▶ Provided data
============
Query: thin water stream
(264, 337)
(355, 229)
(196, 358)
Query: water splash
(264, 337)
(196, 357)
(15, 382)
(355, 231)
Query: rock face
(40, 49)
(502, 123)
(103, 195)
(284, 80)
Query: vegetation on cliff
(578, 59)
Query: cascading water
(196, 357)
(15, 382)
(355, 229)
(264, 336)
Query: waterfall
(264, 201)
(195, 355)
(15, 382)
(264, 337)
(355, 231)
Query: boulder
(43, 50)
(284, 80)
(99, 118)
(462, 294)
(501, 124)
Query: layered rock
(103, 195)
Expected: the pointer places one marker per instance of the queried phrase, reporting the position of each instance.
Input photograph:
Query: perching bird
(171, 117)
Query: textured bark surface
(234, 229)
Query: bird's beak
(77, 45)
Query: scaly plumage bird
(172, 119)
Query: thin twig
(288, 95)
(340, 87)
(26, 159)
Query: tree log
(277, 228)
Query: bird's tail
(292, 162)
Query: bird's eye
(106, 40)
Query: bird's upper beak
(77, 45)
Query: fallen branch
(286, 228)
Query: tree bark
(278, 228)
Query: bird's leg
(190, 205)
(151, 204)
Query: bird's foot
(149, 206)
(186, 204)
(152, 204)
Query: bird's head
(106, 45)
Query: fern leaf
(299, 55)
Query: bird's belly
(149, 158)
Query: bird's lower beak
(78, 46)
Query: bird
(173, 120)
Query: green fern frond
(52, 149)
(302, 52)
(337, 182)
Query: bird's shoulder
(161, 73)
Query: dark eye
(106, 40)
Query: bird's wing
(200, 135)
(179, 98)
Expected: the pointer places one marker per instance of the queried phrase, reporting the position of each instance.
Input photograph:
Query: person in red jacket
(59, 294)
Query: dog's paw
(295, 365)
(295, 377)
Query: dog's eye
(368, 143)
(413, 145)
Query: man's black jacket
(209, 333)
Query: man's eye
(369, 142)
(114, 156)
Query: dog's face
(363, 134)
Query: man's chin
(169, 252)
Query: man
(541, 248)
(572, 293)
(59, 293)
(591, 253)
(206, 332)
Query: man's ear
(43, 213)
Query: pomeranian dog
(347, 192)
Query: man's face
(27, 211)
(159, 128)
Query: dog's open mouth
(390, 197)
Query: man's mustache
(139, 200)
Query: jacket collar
============
▶ Requirement
Leave out every line ahead of the one containing "Query: bird's shoulder" and print the rest of the listing exactly.

▶ Exercise response
Query: bird's shoulder
(161, 73)
Query: dark eye
(106, 40)
Query: bird's wing
(200, 135)
(179, 98)
Expected: the pointer places one marker per instance of the queried phrase, reporting the position of each instance.
Input photograph:
Query: person in red jacket
(59, 294)
Query: dog's paw
(295, 365)
(295, 377)
Query: dog's eye
(368, 143)
(413, 145)
Query: man's black jacket
(209, 333)
Query: man's eye
(369, 142)
(114, 156)
Query: dog's face
(363, 134)
Query: man's chin
(169, 252)
Query: man
(541, 248)
(572, 293)
(59, 293)
(591, 253)
(206, 332)
Query: man's ear
(43, 213)
Query: pomeranian dog
(347, 192)
Query: man's face
(27, 211)
(159, 128)
Query: dog's open mouth
(390, 197)
Query: man's mustache
(139, 200)
Query: jacket collar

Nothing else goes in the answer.